Objective: We determine whether an ecological interface display for nuclear power plant operations supports improved situation awareness over traditional and user-centered displays in a realistic environment. Background: Ecological interface design (EID) has not yet been fully evaluated with real operators facing realistic scenarios. Method: Ecological displays were evaluated alongside traditional and user-centered "advanced" displays in a full-scope nuclear power plant simulation. Licensed plant operators used the displays in realistic scenarios that either had procedural support or did not have procedural support. All three displays were evaluated for their ability to support operator situation awareness. Results: A significant three-way interaction effect was observed on two independent measures of situation awareness. For both measures, ecological displays improved situation awareness in scenarios that did not have procedural support, primarily in the detection phases of those scenarios. No other pronounced effects appeared across both measures. Conclusions: The observed improvement was sufficiently large to suggest that EID could improve situation awareness in situations where procedures are unavailable. However, the EID displays did not lead to improved situation awareness in the other conditions of the evaluation, and participants using these displays occasionally underperformed on single measures of situation awareness. This suggests that the approach requires further development, particularly in integrating EID with procedural support. Application: This research has important findings for the ongoing development of the EID approach, the design of industrial operator displays, and design to support situation awareness.

_Entries provided:_

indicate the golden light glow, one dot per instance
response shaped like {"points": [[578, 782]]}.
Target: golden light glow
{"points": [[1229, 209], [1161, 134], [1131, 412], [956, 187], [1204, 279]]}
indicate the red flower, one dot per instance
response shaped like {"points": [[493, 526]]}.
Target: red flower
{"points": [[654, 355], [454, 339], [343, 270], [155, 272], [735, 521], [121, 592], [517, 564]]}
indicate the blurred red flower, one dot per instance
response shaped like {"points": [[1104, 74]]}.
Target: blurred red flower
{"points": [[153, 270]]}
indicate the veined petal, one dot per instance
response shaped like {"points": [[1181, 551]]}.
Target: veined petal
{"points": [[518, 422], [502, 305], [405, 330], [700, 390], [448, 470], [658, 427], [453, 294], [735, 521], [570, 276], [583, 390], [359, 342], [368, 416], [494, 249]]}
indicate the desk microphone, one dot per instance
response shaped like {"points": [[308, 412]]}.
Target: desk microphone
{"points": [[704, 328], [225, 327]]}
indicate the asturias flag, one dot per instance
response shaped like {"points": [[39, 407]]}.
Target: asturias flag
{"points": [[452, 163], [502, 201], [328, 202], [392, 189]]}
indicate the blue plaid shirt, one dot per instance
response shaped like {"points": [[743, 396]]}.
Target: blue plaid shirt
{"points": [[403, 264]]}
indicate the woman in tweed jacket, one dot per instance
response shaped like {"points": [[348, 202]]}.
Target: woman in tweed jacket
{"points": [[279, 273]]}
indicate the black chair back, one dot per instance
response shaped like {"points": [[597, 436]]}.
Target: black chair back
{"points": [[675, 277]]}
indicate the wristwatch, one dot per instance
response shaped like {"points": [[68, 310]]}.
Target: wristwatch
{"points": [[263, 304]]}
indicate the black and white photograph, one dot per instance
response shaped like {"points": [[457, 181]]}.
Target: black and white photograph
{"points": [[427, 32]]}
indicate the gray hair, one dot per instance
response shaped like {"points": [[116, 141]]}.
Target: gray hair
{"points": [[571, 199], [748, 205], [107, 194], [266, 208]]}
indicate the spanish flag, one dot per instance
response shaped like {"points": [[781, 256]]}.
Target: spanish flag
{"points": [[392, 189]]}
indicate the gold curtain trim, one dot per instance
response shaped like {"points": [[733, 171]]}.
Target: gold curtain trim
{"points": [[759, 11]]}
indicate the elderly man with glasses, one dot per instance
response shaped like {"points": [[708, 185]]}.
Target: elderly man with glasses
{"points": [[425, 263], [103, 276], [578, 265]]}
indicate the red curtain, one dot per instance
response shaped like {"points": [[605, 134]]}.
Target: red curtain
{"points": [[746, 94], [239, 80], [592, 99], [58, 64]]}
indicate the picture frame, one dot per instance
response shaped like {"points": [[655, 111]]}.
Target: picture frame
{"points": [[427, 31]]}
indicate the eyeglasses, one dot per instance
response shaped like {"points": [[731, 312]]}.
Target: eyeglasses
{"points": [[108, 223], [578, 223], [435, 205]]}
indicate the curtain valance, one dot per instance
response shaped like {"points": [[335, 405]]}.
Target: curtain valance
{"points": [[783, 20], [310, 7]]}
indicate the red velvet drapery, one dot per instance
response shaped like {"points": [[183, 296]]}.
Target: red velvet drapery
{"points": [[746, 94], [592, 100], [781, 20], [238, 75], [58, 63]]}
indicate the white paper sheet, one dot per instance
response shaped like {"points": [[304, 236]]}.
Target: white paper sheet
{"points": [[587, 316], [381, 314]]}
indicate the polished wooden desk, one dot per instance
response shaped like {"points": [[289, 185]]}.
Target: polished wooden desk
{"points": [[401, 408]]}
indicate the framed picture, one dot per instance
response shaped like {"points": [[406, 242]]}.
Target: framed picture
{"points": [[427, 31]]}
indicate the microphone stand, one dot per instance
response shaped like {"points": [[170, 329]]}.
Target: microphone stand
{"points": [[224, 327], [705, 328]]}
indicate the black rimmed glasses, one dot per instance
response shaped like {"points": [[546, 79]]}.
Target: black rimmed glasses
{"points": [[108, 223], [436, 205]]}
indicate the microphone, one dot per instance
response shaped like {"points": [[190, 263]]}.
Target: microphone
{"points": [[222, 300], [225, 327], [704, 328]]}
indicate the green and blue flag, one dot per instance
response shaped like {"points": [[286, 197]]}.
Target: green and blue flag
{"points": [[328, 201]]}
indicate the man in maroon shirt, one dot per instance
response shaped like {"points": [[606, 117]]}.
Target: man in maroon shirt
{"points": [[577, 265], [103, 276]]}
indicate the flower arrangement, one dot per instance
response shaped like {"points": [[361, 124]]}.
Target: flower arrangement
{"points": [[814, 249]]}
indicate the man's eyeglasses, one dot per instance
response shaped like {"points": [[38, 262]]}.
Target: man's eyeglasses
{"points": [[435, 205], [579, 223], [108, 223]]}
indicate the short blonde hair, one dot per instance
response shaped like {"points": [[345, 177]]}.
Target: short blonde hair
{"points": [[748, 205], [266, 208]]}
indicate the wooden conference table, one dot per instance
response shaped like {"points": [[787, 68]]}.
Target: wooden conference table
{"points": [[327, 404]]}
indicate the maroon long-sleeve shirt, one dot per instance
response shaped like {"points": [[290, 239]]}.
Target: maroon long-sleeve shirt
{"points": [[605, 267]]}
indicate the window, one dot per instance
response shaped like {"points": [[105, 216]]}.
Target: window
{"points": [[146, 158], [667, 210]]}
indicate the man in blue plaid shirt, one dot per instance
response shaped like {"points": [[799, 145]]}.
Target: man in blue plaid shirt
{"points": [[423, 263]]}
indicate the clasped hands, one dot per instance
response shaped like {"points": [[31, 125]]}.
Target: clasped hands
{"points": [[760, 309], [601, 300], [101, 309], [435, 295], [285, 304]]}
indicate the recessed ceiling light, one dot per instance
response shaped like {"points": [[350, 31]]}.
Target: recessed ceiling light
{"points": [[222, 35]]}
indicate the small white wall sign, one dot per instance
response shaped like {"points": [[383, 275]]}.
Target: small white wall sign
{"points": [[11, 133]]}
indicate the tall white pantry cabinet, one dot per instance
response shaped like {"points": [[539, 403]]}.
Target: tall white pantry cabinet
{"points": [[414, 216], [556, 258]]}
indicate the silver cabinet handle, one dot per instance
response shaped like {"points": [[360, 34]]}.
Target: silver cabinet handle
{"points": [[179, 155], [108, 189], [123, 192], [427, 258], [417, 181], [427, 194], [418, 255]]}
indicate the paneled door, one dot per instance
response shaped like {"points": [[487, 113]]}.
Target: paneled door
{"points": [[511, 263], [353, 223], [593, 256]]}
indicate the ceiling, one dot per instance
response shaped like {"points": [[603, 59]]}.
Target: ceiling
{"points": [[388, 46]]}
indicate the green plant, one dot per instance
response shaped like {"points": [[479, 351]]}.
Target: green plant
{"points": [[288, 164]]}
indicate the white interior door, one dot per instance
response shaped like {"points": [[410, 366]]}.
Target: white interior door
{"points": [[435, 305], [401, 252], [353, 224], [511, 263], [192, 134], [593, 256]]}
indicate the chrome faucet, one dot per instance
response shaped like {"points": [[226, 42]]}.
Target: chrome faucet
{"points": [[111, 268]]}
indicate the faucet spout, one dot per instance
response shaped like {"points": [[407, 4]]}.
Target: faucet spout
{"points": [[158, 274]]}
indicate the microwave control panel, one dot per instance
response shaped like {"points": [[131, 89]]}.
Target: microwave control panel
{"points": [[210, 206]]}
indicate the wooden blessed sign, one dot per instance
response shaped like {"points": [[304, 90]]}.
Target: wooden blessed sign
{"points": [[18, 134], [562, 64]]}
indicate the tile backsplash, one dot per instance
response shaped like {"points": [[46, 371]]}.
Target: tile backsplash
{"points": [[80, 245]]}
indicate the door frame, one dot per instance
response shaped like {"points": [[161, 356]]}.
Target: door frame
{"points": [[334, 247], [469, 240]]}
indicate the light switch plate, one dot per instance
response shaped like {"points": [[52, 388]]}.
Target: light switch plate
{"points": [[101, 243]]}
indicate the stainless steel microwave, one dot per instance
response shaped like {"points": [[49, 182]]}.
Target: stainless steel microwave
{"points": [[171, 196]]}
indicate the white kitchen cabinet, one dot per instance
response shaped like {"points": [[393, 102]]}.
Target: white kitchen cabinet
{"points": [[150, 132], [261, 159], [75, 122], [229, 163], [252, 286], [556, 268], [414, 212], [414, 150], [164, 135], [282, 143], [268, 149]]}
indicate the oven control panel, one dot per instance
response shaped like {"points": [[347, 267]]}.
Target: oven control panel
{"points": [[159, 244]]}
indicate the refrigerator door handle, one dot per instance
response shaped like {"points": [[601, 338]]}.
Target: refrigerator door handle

_Exercise directions:_
Please list, in order, every section label that begins a part of the abstract on ecological interface displays above.

_Answer to the exercise:_
Objective, Background, Method, Results, Conclusions, Application